PROBLEMS TO SOLVE:
1 > In the Howard Jarvis biography, what price did Jarvis pay for his Los Angeles home in 1941?
2 > List every person the Howard Jarvis biography mentions by name, other than Jarvis himself.
3 > Set down the passage of the Howard Jarvis biography that begins at the words "Early life and" and stops after the words "Garcia, around 1965.".

## begin TEXT SECTION

Howard Arnold Jarvis (September 22, 1903 – August 12, 1986) was an American businessman, lobbyist, and politician.  He was a tax policy activist responsible for passage of California's Proposition 13 in 1978.

Early life and education
Jarvis was born in Magna, Utah. Although he was raised as a Mormon, he smoked cigars and drank vodka as an adult.

He graduated from Utah State University. In Utah, he had some political involvement working with his father's campaigns and his own. His father was a state Supreme Court judge and, unlike Jarvis, a member of the Democratic Party. Howard Jarvis was active in the Republican Party and also ran small town newspapers.  He moved to California in the 1930s due to a suggestion by Earl Warren.  Jarvis bought his home at 515 North Crescent Heights Boulevard in Los Angeles for $8,000 in 1941.  By 1976, it was assessed at $80,000.  He married his third wife, Estelle Garcia, around 1965.

Political career
Jarvis was a Republican primary candidate for the U.S. Senate in California in 1962, but the nomination and the election went to the moderate Republican Thomas Kuchel. Subsequently, he ran several times for Mayor of Los Angeles on an anti-tax platform and gained a reputation as a harsh critic of government. He founded the Howard Jarvis Taxpayers Association in 1978.

## end TEXT SECTION
## begin SUPPLIED RECORDS

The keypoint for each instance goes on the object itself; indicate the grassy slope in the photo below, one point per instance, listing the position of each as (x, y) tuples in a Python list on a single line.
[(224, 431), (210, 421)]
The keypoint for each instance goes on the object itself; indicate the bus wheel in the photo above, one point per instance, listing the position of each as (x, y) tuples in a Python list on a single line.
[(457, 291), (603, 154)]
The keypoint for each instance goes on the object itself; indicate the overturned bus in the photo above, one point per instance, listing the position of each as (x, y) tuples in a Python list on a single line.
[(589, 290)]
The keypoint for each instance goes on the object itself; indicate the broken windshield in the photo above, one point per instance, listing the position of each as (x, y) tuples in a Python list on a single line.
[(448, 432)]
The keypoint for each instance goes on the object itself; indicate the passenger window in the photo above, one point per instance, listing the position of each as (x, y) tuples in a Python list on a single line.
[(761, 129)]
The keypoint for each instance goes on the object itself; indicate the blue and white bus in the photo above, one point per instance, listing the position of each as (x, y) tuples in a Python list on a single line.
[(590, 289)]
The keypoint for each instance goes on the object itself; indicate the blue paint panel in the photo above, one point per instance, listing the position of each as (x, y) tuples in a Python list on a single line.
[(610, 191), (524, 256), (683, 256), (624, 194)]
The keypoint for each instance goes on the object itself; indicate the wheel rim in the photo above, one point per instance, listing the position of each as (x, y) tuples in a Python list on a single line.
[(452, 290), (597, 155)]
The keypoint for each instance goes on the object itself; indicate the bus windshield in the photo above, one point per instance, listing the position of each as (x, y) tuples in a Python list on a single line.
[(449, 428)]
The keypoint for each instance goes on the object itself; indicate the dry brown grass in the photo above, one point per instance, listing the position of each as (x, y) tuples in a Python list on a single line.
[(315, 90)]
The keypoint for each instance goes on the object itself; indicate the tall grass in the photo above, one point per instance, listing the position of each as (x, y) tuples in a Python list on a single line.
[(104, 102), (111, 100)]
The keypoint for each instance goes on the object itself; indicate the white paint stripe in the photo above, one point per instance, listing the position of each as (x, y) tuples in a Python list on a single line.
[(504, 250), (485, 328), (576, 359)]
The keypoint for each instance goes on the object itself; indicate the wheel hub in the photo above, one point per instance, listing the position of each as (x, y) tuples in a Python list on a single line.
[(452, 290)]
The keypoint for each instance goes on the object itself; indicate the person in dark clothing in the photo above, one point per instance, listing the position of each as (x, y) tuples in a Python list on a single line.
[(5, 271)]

## end SUPPLIED RECORDS

RESPONSE LIST:
1 > He paid $8,000 for it.

2 > Earl Warren, Estelle Garcia, Thomas Kuchel

3 >
Early life and education
Jarvis was born in Magna, Utah. Although he was raised as a Mormon, he smoked cigars and drank vodka as an adult.

He graduated from Utah State University. In Utah, he had some political involvement working with his father's campaigns and his own. His father was a state Supreme Court judge and, unlike Jarvis, a member of the Democratic Party. Howard Jarvis was active in the Republican Party and also ran small town newspapers.  He moved to California in the 1930s due to a suggestion by Earl Warren.  Jarvis bought his home at 515 North Crescent Heights Boulevard in Los Angeles for $8,000 in 1941.  By 1976, it was assessed at $80,000.  He married his third wife, Estelle Garcia, around 1965.